* **Data extracts**:

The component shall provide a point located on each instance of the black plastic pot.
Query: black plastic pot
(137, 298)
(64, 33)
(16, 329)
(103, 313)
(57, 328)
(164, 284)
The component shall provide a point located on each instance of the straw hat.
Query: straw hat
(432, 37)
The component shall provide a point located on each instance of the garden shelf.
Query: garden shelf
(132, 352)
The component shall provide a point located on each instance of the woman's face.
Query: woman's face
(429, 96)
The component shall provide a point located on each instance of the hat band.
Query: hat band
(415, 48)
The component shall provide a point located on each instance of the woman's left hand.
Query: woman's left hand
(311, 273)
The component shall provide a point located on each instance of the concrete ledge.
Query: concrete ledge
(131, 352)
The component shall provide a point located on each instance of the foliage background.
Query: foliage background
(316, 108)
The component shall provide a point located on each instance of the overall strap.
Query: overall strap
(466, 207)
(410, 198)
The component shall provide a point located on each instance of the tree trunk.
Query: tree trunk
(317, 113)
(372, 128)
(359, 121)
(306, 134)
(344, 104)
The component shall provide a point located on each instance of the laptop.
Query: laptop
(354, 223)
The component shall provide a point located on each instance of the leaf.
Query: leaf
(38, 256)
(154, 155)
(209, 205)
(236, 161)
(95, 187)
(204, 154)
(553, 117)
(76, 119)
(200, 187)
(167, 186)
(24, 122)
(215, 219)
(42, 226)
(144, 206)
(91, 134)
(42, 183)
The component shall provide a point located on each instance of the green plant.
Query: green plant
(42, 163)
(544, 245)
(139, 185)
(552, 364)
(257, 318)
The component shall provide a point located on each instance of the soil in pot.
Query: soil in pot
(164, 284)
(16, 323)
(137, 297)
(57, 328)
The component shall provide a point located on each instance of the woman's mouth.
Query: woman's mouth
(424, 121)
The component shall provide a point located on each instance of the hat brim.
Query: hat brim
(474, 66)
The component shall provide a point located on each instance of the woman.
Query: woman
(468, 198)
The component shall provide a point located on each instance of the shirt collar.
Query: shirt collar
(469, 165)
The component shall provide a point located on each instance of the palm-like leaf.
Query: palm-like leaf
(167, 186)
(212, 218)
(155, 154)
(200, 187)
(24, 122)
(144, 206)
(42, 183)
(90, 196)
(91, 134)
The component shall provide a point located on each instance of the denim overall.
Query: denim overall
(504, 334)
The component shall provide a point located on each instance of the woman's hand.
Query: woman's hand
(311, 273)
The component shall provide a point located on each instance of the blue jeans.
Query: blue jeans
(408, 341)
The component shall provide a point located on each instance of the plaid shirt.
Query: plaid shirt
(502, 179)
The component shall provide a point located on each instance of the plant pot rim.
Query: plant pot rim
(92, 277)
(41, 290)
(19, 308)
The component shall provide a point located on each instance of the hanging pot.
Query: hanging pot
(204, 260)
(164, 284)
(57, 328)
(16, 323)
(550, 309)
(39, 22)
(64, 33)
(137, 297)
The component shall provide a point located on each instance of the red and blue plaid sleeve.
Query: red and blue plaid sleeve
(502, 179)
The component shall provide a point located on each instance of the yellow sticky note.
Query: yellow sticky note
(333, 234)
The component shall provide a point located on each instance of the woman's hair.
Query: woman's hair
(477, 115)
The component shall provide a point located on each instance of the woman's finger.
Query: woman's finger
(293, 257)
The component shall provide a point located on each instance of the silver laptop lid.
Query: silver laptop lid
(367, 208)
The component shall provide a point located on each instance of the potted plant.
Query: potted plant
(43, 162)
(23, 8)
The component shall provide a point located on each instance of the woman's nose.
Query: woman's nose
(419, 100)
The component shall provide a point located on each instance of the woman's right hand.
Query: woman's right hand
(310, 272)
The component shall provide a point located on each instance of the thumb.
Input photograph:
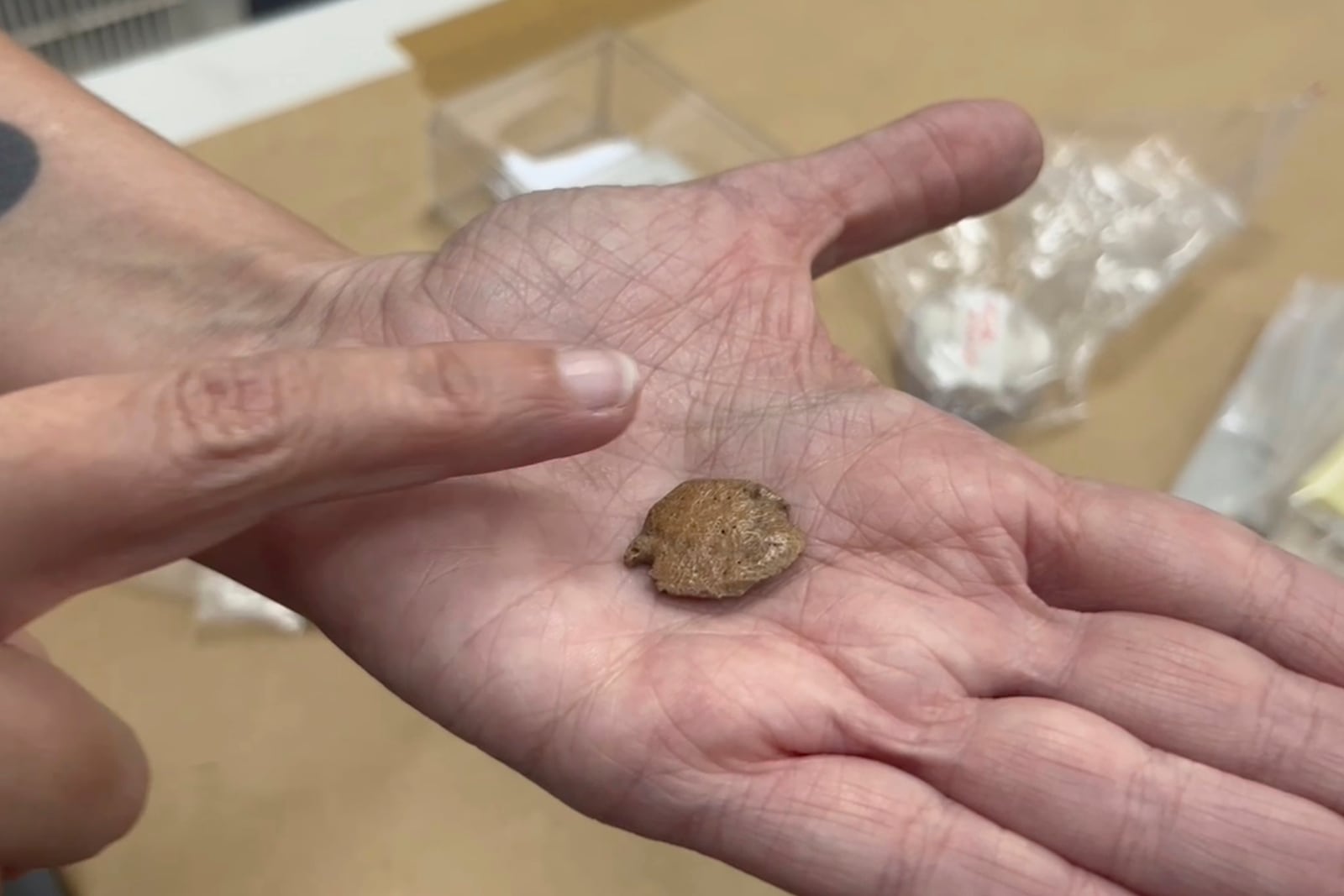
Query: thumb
(73, 777)
(107, 477)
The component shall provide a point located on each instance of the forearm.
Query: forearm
(118, 250)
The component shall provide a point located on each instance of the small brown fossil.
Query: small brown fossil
(716, 539)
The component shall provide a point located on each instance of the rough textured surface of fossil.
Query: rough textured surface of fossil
(716, 539)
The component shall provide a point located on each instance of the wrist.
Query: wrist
(158, 313)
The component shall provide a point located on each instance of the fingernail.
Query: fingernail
(598, 379)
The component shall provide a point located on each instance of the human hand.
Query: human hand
(980, 679)
(108, 477)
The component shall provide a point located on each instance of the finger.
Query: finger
(1110, 548)
(921, 174)
(73, 777)
(1147, 820)
(826, 825)
(1203, 696)
(108, 477)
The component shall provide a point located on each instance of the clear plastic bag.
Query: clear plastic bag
(999, 317)
(1284, 412)
(219, 602)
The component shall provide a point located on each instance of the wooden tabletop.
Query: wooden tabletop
(280, 766)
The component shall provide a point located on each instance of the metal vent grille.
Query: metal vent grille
(78, 35)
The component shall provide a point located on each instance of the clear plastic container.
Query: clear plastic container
(602, 112)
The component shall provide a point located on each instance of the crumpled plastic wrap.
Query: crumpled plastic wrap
(1284, 412)
(221, 602)
(999, 318)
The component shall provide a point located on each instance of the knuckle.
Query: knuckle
(234, 418)
(459, 392)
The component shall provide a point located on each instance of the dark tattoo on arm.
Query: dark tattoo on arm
(19, 165)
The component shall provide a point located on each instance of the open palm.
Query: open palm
(980, 679)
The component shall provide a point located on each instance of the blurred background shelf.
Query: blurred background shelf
(80, 35)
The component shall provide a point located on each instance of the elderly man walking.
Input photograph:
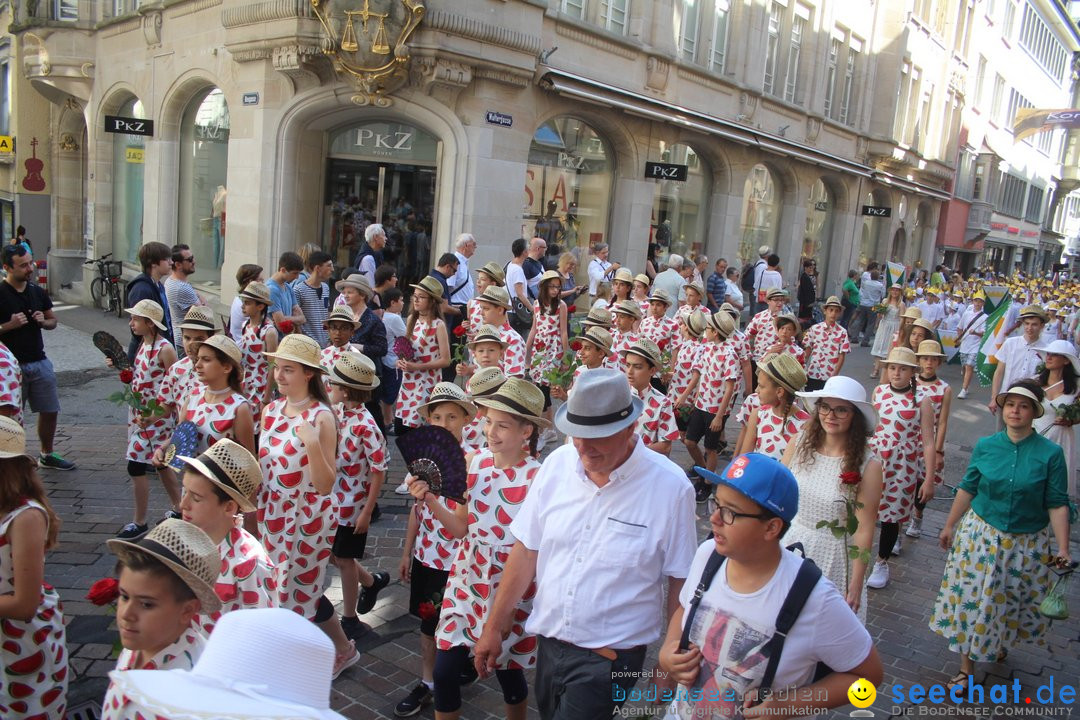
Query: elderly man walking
(605, 522)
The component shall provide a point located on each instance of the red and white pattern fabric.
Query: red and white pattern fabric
(11, 382)
(246, 580)
(898, 442)
(180, 655)
(495, 496)
(827, 343)
(296, 522)
(417, 384)
(774, 431)
(149, 376)
(657, 421)
(718, 365)
(547, 344)
(34, 662)
(361, 451)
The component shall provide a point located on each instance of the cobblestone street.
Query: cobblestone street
(95, 501)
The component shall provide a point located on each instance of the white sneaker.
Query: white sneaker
(880, 575)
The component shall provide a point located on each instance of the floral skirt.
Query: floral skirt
(990, 593)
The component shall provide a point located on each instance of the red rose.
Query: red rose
(850, 477)
(104, 592)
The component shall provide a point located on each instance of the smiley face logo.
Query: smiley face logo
(862, 693)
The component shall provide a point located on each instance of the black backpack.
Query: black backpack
(806, 580)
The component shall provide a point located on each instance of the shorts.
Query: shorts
(348, 543)
(698, 428)
(427, 585)
(39, 386)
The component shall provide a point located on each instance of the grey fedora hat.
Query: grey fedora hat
(599, 405)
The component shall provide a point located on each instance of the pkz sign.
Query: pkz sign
(665, 172)
(129, 125)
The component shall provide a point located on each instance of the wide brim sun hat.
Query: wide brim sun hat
(841, 388)
(230, 466)
(599, 405)
(185, 549)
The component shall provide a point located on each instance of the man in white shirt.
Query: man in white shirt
(605, 522)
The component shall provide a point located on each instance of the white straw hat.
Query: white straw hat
(241, 674)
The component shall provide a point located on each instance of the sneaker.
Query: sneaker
(414, 702)
(345, 660)
(54, 461)
(368, 595)
(880, 575)
(133, 531)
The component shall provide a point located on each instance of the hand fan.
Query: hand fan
(433, 456)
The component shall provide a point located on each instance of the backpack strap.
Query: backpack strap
(715, 560)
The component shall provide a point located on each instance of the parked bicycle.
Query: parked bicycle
(105, 289)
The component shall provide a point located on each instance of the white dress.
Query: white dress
(821, 499)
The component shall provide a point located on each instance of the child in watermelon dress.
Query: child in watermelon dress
(499, 479)
(430, 548)
(34, 670)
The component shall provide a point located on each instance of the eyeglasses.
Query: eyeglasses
(728, 515)
(839, 411)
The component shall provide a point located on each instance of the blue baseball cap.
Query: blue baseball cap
(763, 479)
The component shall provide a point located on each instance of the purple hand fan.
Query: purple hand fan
(433, 456)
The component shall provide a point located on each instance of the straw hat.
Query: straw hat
(784, 370)
(930, 349)
(12, 438)
(496, 295)
(628, 308)
(149, 310)
(902, 356)
(258, 291)
(850, 390)
(298, 349)
(495, 272)
(240, 673)
(342, 313)
(230, 466)
(488, 334)
(353, 370)
(485, 381)
(431, 286)
(199, 317)
(355, 281)
(645, 348)
(598, 337)
(448, 392)
(185, 549)
(1023, 392)
(517, 397)
(597, 317)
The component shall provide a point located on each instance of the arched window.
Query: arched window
(204, 163)
(127, 155)
(568, 187)
(760, 214)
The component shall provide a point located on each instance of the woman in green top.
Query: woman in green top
(997, 570)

* **How to complete this task**:
Here the job is to copy the listing above word for word, starting at the line with "blurred background shelf." and ending at the line with "the pkz sign.", and to leave out the pictures.

* **Expected answer**:
The component shall provide a point located on each instance of the blurred background shelf.
Query: blurred background shelf
(80, 35)
The component shall provide a point located on each instance of the elderly man walking.
Input photograph:
Query: elderly man walking
(605, 522)
The component shall provide a point located on each instance of the red and white pattern fabric.
Query: red and white pattern fabric
(11, 382)
(246, 580)
(898, 442)
(180, 655)
(495, 496)
(827, 343)
(296, 522)
(417, 384)
(774, 431)
(149, 376)
(657, 421)
(718, 365)
(547, 344)
(34, 662)
(361, 451)
The component shall provide a point located on each instance of the cobblestone street.
Query: cobblestone street
(95, 501)
The component shall provide a point located on each instance of the white sneaker.
Query: white sneaker
(880, 575)
The component shall provide a point located on each instance of the floral skirt.
Query: floral skirt
(990, 593)
The component shall provide a point located on each instance of the red rose.
Query: red rose
(850, 477)
(104, 592)
The component shall provide a point located on each instance of the smiley face logo.
Query: smiley face logo
(862, 693)
The component shall provide a point located on each instance of the black backpack.
Query: black backpack
(806, 580)
The component shall provide a point located on each instance of the shorts.
Query: shorts
(348, 543)
(698, 428)
(427, 585)
(39, 386)
The component shall provide a point located on each instance of the grey fedora hat.
Query: grey fedora hat
(599, 405)
The component shall provide a point located on each instance of the pkz sign.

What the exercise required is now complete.